* [Provided records]
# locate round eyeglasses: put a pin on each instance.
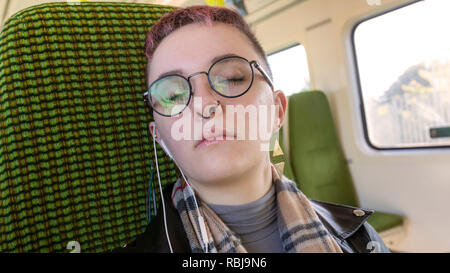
(229, 77)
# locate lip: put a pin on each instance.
(213, 140)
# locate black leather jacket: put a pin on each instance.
(348, 225)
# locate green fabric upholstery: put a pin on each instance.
(316, 157)
(75, 152)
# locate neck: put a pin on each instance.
(242, 189)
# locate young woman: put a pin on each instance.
(203, 64)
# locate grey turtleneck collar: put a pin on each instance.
(255, 223)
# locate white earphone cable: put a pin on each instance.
(162, 195)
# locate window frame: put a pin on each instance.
(356, 73)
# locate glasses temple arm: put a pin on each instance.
(258, 66)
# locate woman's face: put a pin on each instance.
(191, 49)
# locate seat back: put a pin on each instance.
(316, 156)
(75, 152)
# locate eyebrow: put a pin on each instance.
(213, 60)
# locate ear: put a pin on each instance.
(154, 131)
(281, 104)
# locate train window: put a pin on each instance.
(403, 60)
(290, 69)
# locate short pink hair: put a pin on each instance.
(199, 14)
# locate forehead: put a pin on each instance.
(191, 48)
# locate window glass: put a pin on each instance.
(403, 58)
(290, 69)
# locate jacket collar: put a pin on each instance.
(341, 220)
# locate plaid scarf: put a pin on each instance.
(300, 228)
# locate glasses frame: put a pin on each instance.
(254, 63)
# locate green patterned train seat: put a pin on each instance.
(75, 152)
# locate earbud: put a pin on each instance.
(201, 221)
(166, 150)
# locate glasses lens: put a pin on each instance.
(231, 77)
(169, 95)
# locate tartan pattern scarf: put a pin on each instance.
(300, 228)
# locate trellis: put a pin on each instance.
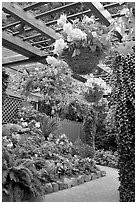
(32, 41)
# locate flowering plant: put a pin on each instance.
(86, 41)
(95, 88)
(106, 158)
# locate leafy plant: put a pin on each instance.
(83, 150)
(106, 158)
(48, 126)
(124, 97)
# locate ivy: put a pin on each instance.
(124, 95)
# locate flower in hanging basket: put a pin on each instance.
(84, 45)
(93, 95)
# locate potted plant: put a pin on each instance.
(84, 43)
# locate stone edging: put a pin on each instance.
(74, 181)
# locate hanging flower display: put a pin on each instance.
(94, 94)
(85, 43)
(95, 88)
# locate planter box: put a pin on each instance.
(93, 176)
(103, 173)
(48, 188)
(74, 182)
(55, 187)
(88, 178)
(98, 174)
(80, 179)
(60, 185)
(68, 182)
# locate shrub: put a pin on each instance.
(124, 97)
(106, 158)
(83, 150)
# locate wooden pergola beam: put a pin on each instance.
(23, 61)
(30, 20)
(19, 46)
(34, 5)
(103, 14)
(43, 14)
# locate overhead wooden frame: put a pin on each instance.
(103, 15)
(23, 16)
(17, 45)
(30, 20)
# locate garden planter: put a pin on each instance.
(55, 187)
(83, 63)
(93, 176)
(93, 95)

* [Job] Rewrite the material above, replacing "put a pin on each instance" with "mark every instance" everywhere it appears and changing nothing else. Leave out the pictures.

* [Result of this task]
# locate round eyeglasses: mark every instance.
(229, 77)
# locate lip: mark every instance.
(213, 140)
# locate black leather jacket: mark every instance.
(348, 225)
# locate green fabric upholstery: mark every instance.
(316, 157)
(75, 152)
# locate neck: mark every instance.
(242, 189)
# locate young woman: mark every instance.
(203, 64)
# locate grey turtleneck collar: mark every instance.
(255, 223)
# locate white earphone cable: mark every instance.
(162, 195)
# locate window frame: mark every instance.
(356, 73)
# locate glasses temple arm: mark every instance.
(258, 66)
# locate woman's face: mark every instance.
(191, 49)
# locate seat back: mark every instance.
(316, 156)
(75, 152)
# locate eyebrow: mark every instance.
(213, 60)
# locate ear: mark every instance.
(154, 131)
(281, 104)
# locate train window: mark every instance.
(403, 60)
(290, 69)
# locate short pink hair: mark every instance.
(199, 14)
# locate forehead: mark every instance.
(191, 48)
# locate window glass: mark every instance.
(403, 58)
(290, 69)
# locate jacket collar: mark every instance.
(341, 220)
# locate plaid scarf: mark every instance.
(300, 228)
# locate glasses frame: mark every instance.
(254, 63)
# locate green patterned train seat: mark every instance.
(75, 152)
# locate earbud: mark every instance.
(201, 221)
(166, 150)
# locate glasses lens: mark every instance.
(231, 77)
(169, 95)
# locate tartan pattern scarf: mark every instance.
(300, 228)
# locate trellis: mark every instance.
(32, 41)
# locate flowering plant: mark every instance.
(86, 41)
(95, 88)
(106, 158)
# locate leafy plant: mark every instance.
(83, 150)
(106, 158)
(48, 126)
(124, 97)
# locate ivy: mark every instance.
(124, 95)
# locate flower in hanging basket: mark every instance.
(84, 45)
(93, 95)
# locate potted plant: mark every instance.
(84, 43)
# locate stone edging: mark every instance.
(74, 181)
# locate hanging flower display: mark every instance.
(94, 94)
(85, 43)
(95, 88)
# locate planter box: mark every instance.
(93, 176)
(103, 173)
(48, 188)
(74, 182)
(55, 187)
(88, 178)
(98, 174)
(80, 179)
(60, 185)
(68, 182)
# locate shrub: mark every instance.
(124, 97)
(106, 158)
(83, 150)
# locate wooden pergola beam: mark every instance.
(23, 61)
(30, 20)
(19, 46)
(34, 5)
(103, 14)
(43, 14)
# locate overhead wooden frame: mark every instance.
(103, 15)
(23, 16)
(17, 45)
(30, 20)
# locate garden planter: mark every instance.
(55, 187)
(83, 63)
(93, 176)
(93, 95)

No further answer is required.